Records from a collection
------------------------------------

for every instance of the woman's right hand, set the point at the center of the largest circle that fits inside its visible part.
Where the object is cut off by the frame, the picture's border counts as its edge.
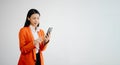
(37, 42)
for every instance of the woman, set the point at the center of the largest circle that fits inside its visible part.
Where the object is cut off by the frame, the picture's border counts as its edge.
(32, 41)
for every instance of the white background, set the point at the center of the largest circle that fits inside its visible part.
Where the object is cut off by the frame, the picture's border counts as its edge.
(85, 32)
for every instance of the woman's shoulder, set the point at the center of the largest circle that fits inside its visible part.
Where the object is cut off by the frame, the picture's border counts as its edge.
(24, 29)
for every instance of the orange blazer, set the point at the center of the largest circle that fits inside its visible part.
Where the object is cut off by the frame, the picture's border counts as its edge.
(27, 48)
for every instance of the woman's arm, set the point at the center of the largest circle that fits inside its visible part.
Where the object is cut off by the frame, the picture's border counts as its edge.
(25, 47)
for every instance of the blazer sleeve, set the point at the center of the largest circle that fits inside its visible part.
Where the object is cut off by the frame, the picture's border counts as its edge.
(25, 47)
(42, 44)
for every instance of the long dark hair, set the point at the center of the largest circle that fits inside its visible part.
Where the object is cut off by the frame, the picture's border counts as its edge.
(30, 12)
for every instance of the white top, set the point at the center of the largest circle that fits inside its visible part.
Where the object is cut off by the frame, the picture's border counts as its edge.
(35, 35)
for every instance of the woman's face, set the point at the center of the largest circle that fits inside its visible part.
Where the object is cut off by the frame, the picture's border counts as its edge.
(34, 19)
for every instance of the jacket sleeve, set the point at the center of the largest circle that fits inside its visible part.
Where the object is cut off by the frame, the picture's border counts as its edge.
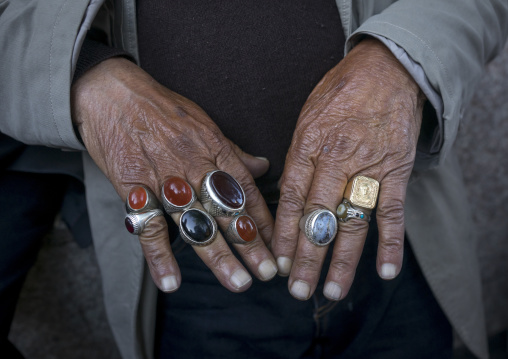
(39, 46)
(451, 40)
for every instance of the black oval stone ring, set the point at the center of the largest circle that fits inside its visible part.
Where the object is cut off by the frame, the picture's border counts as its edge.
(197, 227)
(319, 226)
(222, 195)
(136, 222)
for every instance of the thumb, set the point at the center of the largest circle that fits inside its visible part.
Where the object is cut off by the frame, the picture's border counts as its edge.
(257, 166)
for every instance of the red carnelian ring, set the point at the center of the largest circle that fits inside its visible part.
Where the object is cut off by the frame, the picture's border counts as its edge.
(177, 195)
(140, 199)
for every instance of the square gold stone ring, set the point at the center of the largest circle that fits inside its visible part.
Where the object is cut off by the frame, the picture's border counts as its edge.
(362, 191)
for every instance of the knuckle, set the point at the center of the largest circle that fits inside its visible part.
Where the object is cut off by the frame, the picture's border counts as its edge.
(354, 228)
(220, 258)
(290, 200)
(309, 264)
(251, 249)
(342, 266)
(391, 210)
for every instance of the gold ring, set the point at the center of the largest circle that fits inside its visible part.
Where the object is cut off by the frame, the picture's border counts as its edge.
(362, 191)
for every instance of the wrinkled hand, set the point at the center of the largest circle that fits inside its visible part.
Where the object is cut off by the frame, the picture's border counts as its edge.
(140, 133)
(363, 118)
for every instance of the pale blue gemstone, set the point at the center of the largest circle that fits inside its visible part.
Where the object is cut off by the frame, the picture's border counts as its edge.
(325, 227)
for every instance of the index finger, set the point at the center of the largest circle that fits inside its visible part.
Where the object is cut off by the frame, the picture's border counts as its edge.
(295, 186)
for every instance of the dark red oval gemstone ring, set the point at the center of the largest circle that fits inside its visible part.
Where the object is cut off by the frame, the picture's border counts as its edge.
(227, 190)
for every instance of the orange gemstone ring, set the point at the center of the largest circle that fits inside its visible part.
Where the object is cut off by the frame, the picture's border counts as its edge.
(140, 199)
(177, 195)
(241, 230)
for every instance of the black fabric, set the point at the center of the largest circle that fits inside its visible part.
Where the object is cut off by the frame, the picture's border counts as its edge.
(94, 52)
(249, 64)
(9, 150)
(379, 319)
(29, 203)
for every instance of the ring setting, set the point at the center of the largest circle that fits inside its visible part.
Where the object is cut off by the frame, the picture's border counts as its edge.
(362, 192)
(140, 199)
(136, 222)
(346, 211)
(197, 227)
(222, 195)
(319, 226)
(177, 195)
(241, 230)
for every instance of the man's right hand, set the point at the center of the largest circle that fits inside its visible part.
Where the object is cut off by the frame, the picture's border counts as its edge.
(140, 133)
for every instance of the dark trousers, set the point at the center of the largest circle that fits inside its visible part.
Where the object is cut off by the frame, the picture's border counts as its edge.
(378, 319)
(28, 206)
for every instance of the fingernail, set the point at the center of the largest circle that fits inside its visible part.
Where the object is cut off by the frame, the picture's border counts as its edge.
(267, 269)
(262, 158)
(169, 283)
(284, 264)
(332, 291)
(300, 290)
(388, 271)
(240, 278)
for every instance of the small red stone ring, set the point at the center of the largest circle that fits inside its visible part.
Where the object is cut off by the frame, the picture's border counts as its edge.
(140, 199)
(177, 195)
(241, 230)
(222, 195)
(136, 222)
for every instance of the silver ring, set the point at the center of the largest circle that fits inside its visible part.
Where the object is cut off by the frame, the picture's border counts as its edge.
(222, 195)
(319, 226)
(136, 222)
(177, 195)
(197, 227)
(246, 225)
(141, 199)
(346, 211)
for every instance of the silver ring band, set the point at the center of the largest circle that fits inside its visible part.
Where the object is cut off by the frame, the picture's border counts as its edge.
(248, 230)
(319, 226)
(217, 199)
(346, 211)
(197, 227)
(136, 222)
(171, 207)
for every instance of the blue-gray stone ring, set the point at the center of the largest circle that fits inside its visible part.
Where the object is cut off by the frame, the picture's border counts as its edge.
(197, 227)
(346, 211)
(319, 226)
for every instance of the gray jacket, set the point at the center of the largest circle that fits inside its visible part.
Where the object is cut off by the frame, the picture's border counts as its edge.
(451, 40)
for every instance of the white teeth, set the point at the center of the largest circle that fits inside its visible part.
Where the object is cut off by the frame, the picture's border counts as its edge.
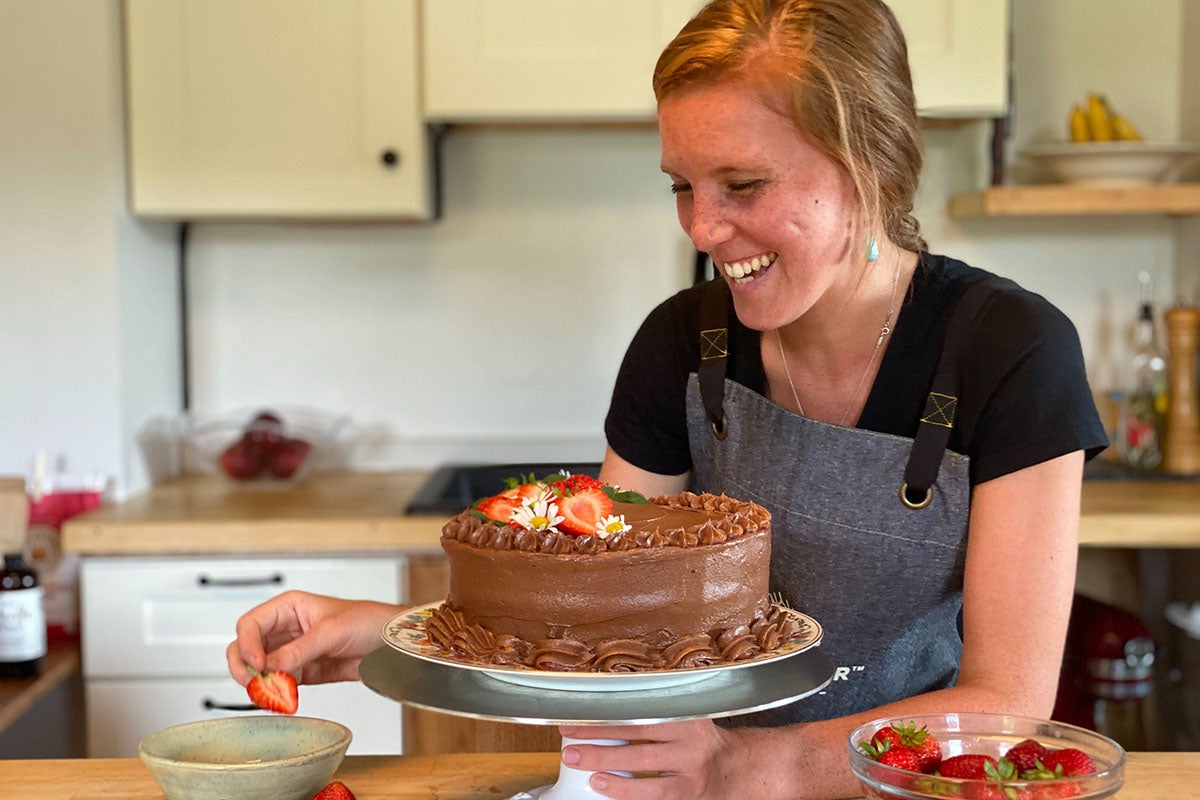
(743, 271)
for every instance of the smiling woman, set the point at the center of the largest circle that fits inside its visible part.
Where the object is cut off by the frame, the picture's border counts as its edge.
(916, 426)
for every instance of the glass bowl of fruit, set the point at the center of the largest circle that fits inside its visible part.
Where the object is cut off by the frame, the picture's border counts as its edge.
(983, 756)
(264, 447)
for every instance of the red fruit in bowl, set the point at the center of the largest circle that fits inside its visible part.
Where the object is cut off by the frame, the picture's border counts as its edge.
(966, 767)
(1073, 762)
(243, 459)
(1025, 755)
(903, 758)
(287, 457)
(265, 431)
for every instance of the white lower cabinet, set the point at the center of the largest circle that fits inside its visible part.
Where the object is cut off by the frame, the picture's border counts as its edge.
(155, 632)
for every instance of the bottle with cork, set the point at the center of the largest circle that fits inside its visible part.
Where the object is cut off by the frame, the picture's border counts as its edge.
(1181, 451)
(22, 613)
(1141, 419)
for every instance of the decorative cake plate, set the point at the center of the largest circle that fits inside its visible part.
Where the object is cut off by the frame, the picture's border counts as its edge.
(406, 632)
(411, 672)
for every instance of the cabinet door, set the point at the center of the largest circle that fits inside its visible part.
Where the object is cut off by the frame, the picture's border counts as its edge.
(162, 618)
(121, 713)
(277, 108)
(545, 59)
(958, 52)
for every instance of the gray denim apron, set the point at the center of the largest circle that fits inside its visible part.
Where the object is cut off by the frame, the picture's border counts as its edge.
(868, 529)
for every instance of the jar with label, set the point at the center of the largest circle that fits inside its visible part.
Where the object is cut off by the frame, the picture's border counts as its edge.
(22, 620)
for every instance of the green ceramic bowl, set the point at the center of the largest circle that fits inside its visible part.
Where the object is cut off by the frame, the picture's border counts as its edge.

------------------------------------

Restate all of the data word for word and include no pictures.

for every instance of the woman's right hand, set the point at the center of the largest circle that fits inside its visible part.
Where the object is cut off by the frame, the picture's border counts as its edge.
(37, 42)
for every instance of the woman, set the point at the center of the largest circle that fits inside its visible part.
Where the object is cut off by the frame, the picture's border counts as its edge.
(32, 41)
for every instance of the white background, set the point at the center of the largest circle that fits inside its visible part.
Where the object is cut off by the frame, the picture's border counts as its edge.
(85, 32)
for every instance of the woman's shoulder, set the point at the center of the largest circle that fits inside its visible part.
Where the object is cut off by the frame, the picture's border counts as its edge.
(24, 29)
for every instance of the orange blazer, set the point at the center of the largest circle that fits inside its visible part.
Where the object is cut off by the frame, the picture's border counts as its edge.
(27, 48)
for every instance of the woman's arm, set the point at the center of the largest circle that fits inside its visible part.
Where the object is cut off by the frame, the picture's border counts as its edge.
(25, 47)
for every instance of the blazer sleeve, set the point at the center of the largest circle that fits inside its visible part.
Where the object is cut off by the frame, the picture's border counts as its edge.
(25, 47)
(42, 44)
for every instance of the long dark hair, set the point at the center of the largest circle that fits inside its visible part.
Where the object is cut off by the frame, the picture's border counts as its edge.
(30, 12)
for every instance of the white top, set the point at the center of the largest circle that fits inside its visible part.
Where the object is cut off by the frame, the picture's border counts as its edge.
(35, 35)
for every instance of the woman's face, set the point at the center of the largest circle that fits inside its visible part.
Where the object is cut off by the frame, the picture's border counts as its edge.
(34, 19)
for every instance of the jacket sleeve, set the point at the center of the largest circle that fits inside its visible part.
Where the object is cut off by the frame, the picture's border counts as its edge.
(39, 46)
(451, 40)
for every instance of the black oval stone ring, set the point at the center of the largest circle that fits inside its visible part.
Where the object is cut off by the frame, the picture's border counts as its edge.
(197, 227)
(319, 226)
(222, 195)
(136, 222)
for every instance of the thumb, set the point at the center of the largest circle that fits inside its visible part.
Where the object is cut off by the frame, the picture's border counts as its edge.
(257, 166)
for every instance of the red carnelian ring, set the point at the center of the largest circle that fits inside its visible part.
Where the object is cut off by the frame, the picture's border counts as its edge.
(177, 195)
(140, 199)
for every instance of the square gold stone ring, set the point at the center of the largest circle that fits inside its visible part.
Where the object is cut off by the frame, the picture's border counts as its edge.
(362, 191)
for every instance of the knuckle, set the point at the center of the largest circle that fits inside its visible part.
Where the object is cut off by the frame, the picture's border counts as its edge.
(354, 228)
(220, 258)
(290, 200)
(309, 264)
(251, 249)
(342, 266)
(391, 210)
for every instance of the gold ring, set the point at the center of the largest circle that fits inside its visible part.
Where the object is cut off by the frame, the picture's border counts as its edge.
(362, 191)
for every instance of the wrinkled hand, set the point at the center of the largest circle that fits inside its visible part.
Where the object is cut off by the frame, the picture's border counts as its edge.
(140, 133)
(363, 118)
for every instance of the pale blue gemstone, set the point at the center of the largest circle that fits inside its visible part.
Where the object is cut off by the frame, the picture's border counts as its edge.
(325, 227)
for every instance of the index finger, set the point at the center of the largest circle that fits inside its visible part.
Where the object is cut off by the frame, the picture's border counts as its edge.
(295, 186)
for every instance of the dark red oval gemstone ring, set the point at the center of the largest circle that fits inside its visible part.
Where the object is cut off by the frame, the picture's border counts as its edge.
(227, 190)
for every instance of the orange gemstone ring, set the point at the center of the largest circle that fits inside its visible part.
Where the object is cut off by the frame, the picture's border counts as its edge.
(140, 199)
(177, 195)
(241, 230)
for every instance of the black fabric, set the point at the center of the largest circle that fits inside its visible part.
Where the object is cut off by the frame, the picture's border counts as its edge.
(94, 52)
(249, 64)
(9, 150)
(379, 319)
(29, 203)
for every instance of the ring setting, set the point at the center of the largest circle that fits inside its visible part.
Where the object is cut off by the frame, the picture's border counts as its edge.
(362, 192)
(140, 199)
(136, 222)
(346, 211)
(197, 227)
(222, 195)
(319, 226)
(177, 195)
(241, 230)
for every instance of the man's right hand, set the point at the center of the largest circle that fits inside its visible part.
Where the object is cut off by the frame, the picture's border counts as its edge.
(140, 133)
for every instance of the dark trousers, set the point at the center of the largest circle that fits inside its visible part.
Where the object is cut off by the frame, the picture's border counts as its edge.
(378, 319)
(28, 206)
for every instance of the fingernail, set the point at the center of the largest circle that fits inside its visible part.
Where the object is cut off by the frame, the picture's border counts as its edge.
(267, 269)
(262, 158)
(169, 283)
(284, 264)
(332, 291)
(300, 290)
(388, 271)
(240, 278)
for every instance of the small red stone ring, set the point at the center of the largest circle that fits inside its visible part.
Where the object is cut off by the frame, the picture's border counts as its edge.
(140, 199)
(177, 195)
(241, 230)
(222, 195)
(136, 222)
for every instance of the silver ring, set the point at the center of the largest circle that fits inside its visible part.
Where the object is cut off by the frame, the picture's border counts as its edge.
(222, 195)
(319, 226)
(136, 222)
(177, 195)
(197, 227)
(246, 225)
(141, 199)
(346, 211)
for every instance of the silver ring band, set the point at the center of the largest circle that fits inside its visible part.
Where the object is cut off by the frame, the picture's border counts as its edge.
(248, 230)
(319, 226)
(217, 199)
(346, 211)
(197, 227)
(136, 222)
(171, 207)
for every instance of the blue-gray stone ring, set the point at the center of the largest circle that fits inside its visible part.
Where the object is cut off by the frame, the picture's border counts as its edge.
(197, 227)
(346, 211)
(319, 226)
for every instance of the gray jacket, set the point at the center of the largest circle that fits inside its visible part.
Where the object is cut off by the frame, the picture's border counts as its edge.
(451, 40)
for every instance of the white teeth, set the point at the center of the largest circle that fits inside its visible part.
Where the object is cut off by the frame, the picture's border counts as its edge.
(743, 271)
for every instance of the smiling woman, set the point at the center of the largest circle that fits inside its visible part.
Where the object is cut off by the frame, the picture's border counts as its edge.
(916, 426)
for every instance of the glass bowl of fruit, set the point at the center of the largest circle that fits inside its visible part.
Where the object is cut off by the frame, the picture's border counts as its edge.
(983, 756)
(264, 447)
for every instance of the red fruit in bowl, set the point at the center of the largest circle that fits inside its visible part.
Where the object is cut off by the frame, the picture's border counts as its edge.
(966, 767)
(1073, 762)
(243, 459)
(1025, 755)
(903, 758)
(287, 457)
(265, 431)
for every instance of the white lower cabinet, set the point at the center of the largest circle that fits inside its visible part.
Where the object is cut off by the frame, the picture's border counts as its edge.
(155, 632)
for every instance of the bottle with cork, set the point at the center of the largest circle that fits inside its visible part.
Where the object is cut off by the frame, the picture's border counts as its edge.
(1181, 451)
(22, 613)
(1141, 419)
for every instance of the decorative cake plate, set the point at the center of the largest circle that fits inside its visible part.
Where the object is cut off by the frame, the picture's border counts as its edge.
(406, 632)
(411, 672)
for every instance of the cabinet door, set the point at the center of the largest circle that fits inside its visible part.
Where the object is cut off by the frame, the picture's border counts as its edge.
(162, 618)
(121, 713)
(277, 108)
(545, 59)
(958, 52)
for every instance of the gray denim apron, set the point at the center of the largest circle that fits inside its visible part.
Where the object is cut off by the frame, the picture's border counts as its edge.
(868, 529)
for every instance of the jar with label, set the point at the center of the largest circle that fits inside its visible part.
Where the object is cut off by the frame, the picture's border counts as its edge.
(22, 620)
for every instance of the green ceramic bowl, set the point at the center of the largest circle that fits inside its visible part.
Where the object is cut off by the frame, the picture's border counts as its edge.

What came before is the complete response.